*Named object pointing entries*
★ ★ ★ ★ ★
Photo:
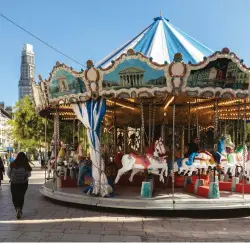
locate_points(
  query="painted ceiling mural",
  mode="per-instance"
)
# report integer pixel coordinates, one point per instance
(133, 73)
(221, 73)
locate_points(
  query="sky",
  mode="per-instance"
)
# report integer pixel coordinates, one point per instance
(92, 29)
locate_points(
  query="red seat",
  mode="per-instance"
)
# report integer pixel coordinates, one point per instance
(225, 186)
(141, 160)
(239, 188)
(190, 188)
(203, 191)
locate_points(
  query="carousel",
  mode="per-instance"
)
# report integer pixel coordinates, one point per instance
(159, 124)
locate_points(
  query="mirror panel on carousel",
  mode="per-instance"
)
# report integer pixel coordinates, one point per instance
(133, 73)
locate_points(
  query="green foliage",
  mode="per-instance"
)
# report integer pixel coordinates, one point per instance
(28, 128)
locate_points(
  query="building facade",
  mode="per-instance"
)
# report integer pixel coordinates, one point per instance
(27, 71)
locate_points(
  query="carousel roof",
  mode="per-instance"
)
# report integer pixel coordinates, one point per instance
(161, 41)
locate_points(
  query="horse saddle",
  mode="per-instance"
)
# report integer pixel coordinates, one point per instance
(141, 160)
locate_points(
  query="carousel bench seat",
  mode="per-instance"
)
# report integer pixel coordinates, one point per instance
(203, 191)
(239, 188)
(190, 188)
(225, 185)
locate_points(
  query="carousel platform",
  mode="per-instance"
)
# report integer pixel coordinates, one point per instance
(129, 198)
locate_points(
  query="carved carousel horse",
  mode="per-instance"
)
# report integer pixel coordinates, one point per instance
(153, 160)
(237, 158)
(221, 156)
(196, 161)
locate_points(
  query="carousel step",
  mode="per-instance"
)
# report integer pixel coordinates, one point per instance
(190, 188)
(203, 191)
(225, 185)
(203, 177)
(239, 188)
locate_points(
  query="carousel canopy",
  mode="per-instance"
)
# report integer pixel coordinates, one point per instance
(161, 41)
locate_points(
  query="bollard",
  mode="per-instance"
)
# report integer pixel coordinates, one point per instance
(146, 189)
(199, 182)
(226, 177)
(235, 181)
(214, 192)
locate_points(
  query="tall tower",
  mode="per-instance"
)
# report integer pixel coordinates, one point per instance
(27, 71)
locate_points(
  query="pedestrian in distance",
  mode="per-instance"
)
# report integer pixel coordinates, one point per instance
(19, 171)
(2, 170)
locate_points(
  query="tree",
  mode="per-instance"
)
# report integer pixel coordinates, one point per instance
(27, 126)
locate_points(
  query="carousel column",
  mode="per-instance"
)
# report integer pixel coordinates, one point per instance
(125, 140)
(149, 123)
(189, 123)
(173, 154)
(46, 146)
(163, 133)
(214, 191)
(244, 145)
(115, 132)
(182, 141)
(238, 128)
(153, 123)
(142, 129)
(57, 142)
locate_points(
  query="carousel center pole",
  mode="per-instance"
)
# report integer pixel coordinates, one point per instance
(56, 132)
(173, 152)
(244, 145)
(189, 122)
(149, 123)
(142, 129)
(46, 147)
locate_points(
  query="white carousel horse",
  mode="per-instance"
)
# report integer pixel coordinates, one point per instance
(196, 161)
(150, 162)
(224, 161)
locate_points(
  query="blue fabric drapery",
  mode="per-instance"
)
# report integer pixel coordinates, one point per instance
(91, 114)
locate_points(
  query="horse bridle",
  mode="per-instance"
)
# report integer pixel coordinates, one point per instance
(160, 143)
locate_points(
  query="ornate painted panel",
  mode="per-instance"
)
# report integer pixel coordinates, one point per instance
(222, 73)
(64, 83)
(133, 73)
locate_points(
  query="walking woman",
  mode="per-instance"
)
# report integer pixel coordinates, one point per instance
(18, 172)
(2, 170)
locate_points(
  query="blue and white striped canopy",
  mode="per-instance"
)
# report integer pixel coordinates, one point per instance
(161, 40)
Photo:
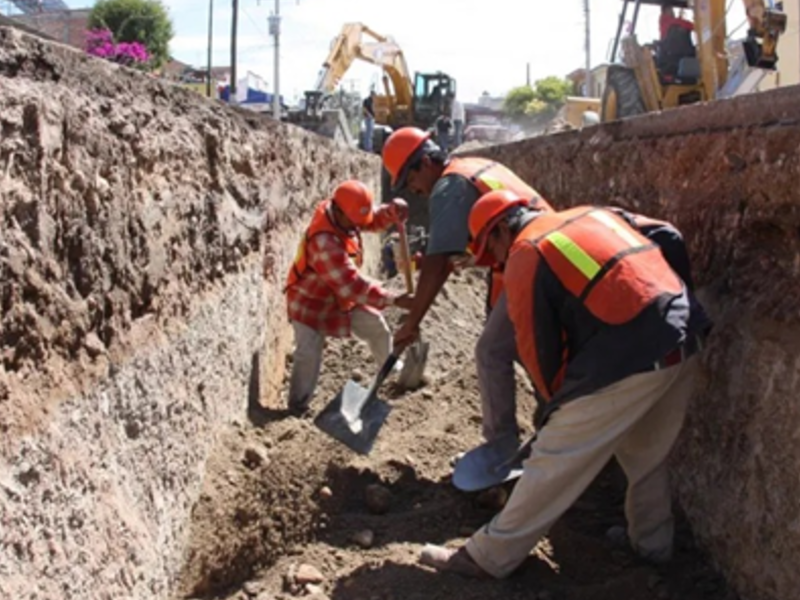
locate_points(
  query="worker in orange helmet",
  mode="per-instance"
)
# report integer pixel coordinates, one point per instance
(452, 186)
(325, 293)
(609, 333)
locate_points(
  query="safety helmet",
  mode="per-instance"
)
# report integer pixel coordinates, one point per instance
(400, 149)
(486, 213)
(355, 200)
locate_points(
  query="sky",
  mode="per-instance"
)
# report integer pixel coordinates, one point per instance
(485, 45)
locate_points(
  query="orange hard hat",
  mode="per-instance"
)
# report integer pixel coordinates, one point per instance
(486, 213)
(398, 151)
(355, 200)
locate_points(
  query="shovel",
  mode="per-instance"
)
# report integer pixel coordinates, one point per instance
(491, 464)
(413, 369)
(355, 415)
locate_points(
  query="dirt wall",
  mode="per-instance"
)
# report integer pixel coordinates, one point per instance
(136, 219)
(726, 174)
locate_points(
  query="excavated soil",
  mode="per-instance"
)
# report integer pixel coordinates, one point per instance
(280, 494)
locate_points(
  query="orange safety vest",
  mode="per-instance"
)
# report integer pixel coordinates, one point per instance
(614, 270)
(322, 222)
(487, 175)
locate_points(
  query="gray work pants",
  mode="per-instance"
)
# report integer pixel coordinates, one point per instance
(495, 355)
(309, 343)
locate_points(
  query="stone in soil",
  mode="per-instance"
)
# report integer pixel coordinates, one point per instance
(378, 499)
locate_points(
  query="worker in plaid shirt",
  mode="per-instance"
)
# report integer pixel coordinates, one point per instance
(325, 293)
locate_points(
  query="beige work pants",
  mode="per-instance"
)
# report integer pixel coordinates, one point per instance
(637, 420)
(309, 343)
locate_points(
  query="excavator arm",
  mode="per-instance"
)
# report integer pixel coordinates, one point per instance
(379, 50)
(766, 26)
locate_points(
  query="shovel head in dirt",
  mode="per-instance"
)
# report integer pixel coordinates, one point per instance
(356, 414)
(416, 358)
(490, 464)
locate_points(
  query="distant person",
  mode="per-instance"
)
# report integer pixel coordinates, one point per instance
(443, 126)
(457, 115)
(668, 20)
(368, 110)
(325, 293)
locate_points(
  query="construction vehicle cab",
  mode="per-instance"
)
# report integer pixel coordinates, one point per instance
(676, 69)
(433, 96)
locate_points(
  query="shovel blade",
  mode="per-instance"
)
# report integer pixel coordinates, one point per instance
(487, 466)
(354, 418)
(416, 358)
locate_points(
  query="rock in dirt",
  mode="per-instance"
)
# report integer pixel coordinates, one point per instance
(494, 498)
(378, 498)
(306, 574)
(364, 538)
(254, 458)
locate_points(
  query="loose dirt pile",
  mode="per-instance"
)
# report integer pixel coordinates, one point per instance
(283, 497)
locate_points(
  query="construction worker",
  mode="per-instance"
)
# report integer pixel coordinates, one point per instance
(452, 186)
(325, 293)
(606, 330)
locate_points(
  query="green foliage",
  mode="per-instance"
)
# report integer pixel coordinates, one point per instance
(553, 90)
(143, 21)
(517, 99)
(536, 107)
(546, 97)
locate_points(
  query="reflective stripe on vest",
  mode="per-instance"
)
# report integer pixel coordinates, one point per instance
(615, 271)
(321, 222)
(487, 175)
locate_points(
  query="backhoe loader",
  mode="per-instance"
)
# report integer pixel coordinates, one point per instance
(406, 101)
(673, 72)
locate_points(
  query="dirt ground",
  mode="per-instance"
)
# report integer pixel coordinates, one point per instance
(280, 494)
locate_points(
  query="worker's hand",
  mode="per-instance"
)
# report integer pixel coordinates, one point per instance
(399, 210)
(462, 261)
(406, 301)
(404, 337)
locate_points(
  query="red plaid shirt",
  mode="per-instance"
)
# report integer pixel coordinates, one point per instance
(332, 274)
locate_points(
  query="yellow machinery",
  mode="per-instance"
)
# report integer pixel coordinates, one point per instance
(405, 100)
(641, 83)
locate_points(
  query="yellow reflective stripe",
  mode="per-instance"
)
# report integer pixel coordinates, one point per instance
(574, 254)
(491, 182)
(616, 227)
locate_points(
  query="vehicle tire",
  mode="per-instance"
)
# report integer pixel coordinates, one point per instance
(622, 97)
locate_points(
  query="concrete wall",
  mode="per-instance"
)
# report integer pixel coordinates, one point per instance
(136, 219)
(726, 174)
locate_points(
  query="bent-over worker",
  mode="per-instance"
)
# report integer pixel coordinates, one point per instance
(325, 293)
(606, 330)
(452, 186)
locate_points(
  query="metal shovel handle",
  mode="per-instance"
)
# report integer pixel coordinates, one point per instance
(387, 367)
(405, 257)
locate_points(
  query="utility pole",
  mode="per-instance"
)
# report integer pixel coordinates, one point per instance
(210, 42)
(275, 31)
(588, 92)
(234, 28)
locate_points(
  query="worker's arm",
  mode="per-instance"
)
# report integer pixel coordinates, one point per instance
(523, 300)
(327, 257)
(449, 204)
(388, 214)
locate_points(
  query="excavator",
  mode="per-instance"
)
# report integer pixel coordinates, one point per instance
(406, 101)
(673, 72)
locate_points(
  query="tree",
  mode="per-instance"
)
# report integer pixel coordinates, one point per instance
(144, 21)
(553, 90)
(517, 99)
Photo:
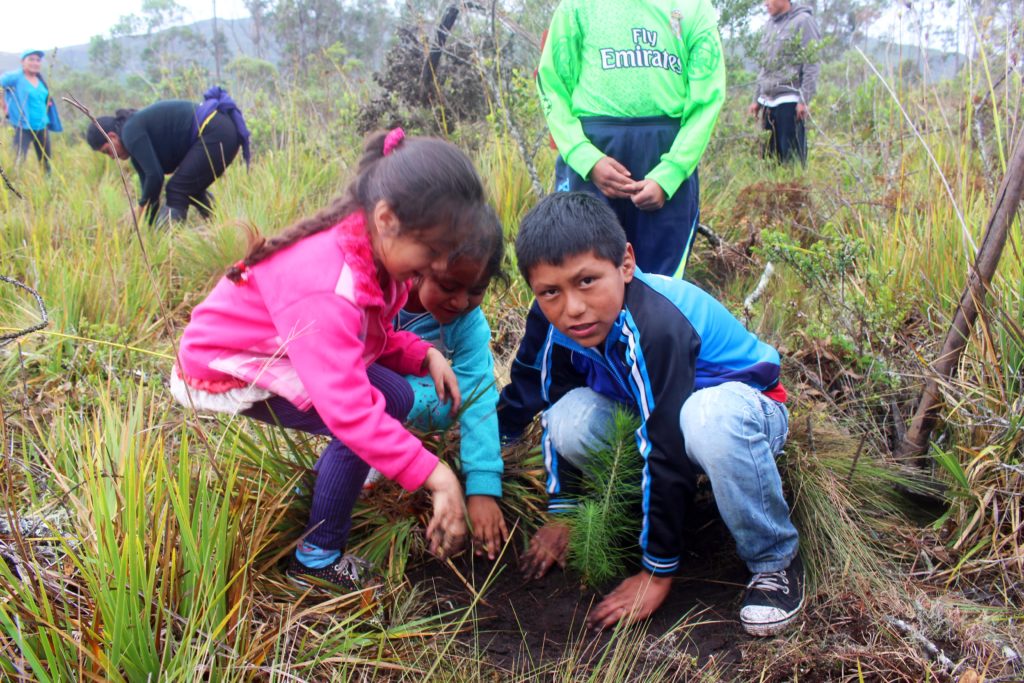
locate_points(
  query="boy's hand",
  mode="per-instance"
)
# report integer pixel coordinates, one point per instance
(649, 197)
(633, 600)
(446, 530)
(444, 381)
(612, 178)
(489, 531)
(549, 546)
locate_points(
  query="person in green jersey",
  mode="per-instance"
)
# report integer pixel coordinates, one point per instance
(631, 92)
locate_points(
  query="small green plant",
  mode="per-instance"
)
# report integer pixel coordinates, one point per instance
(604, 518)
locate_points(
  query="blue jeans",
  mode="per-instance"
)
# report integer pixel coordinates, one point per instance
(732, 433)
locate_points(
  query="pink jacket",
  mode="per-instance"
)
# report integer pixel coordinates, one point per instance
(304, 327)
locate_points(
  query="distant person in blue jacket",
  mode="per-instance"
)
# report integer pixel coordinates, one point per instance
(195, 142)
(29, 108)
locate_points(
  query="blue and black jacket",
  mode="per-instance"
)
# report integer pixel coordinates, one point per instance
(671, 339)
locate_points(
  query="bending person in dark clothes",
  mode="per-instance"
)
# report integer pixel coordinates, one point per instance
(194, 142)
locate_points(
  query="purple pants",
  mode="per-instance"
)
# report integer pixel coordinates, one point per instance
(340, 472)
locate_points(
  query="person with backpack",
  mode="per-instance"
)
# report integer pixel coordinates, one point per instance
(193, 142)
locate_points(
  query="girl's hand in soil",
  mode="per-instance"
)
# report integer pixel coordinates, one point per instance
(549, 546)
(633, 600)
(446, 530)
(444, 381)
(489, 531)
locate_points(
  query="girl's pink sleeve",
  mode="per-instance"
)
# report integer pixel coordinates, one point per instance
(321, 334)
(404, 352)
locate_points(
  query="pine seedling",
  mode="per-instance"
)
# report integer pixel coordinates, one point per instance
(604, 518)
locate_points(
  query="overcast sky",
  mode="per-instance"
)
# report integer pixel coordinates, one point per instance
(59, 23)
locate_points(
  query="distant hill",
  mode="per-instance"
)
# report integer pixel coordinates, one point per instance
(76, 57)
(886, 54)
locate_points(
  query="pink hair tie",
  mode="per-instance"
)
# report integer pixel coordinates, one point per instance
(394, 137)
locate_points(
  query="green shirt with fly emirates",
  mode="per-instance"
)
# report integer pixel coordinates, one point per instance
(631, 58)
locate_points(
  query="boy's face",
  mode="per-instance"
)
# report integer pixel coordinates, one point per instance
(584, 295)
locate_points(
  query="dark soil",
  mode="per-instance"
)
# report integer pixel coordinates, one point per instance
(525, 624)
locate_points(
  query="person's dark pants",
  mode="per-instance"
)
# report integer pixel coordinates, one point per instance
(787, 138)
(662, 241)
(340, 473)
(204, 163)
(36, 139)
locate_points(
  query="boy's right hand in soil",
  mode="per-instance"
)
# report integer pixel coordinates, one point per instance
(549, 546)
(489, 531)
(446, 530)
(613, 179)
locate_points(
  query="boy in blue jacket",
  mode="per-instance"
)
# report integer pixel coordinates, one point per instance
(707, 391)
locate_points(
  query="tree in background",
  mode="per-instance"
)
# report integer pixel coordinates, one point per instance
(305, 28)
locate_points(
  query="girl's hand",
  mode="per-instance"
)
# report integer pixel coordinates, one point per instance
(446, 530)
(489, 531)
(444, 381)
(548, 547)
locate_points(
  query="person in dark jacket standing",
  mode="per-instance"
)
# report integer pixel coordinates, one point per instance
(194, 142)
(787, 79)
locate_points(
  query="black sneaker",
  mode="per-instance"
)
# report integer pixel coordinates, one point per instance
(773, 599)
(350, 573)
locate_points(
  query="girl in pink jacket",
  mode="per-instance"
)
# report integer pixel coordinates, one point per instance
(299, 334)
★ ★ ★ ★ ★
*To be done*
Pick out every line in the material that contains the string "shirt", treating case as significant.

*Answer to this task*
  query="worker in plaid shirt",
  query="red plaid shirt",
  query="green shirt with fly emirates",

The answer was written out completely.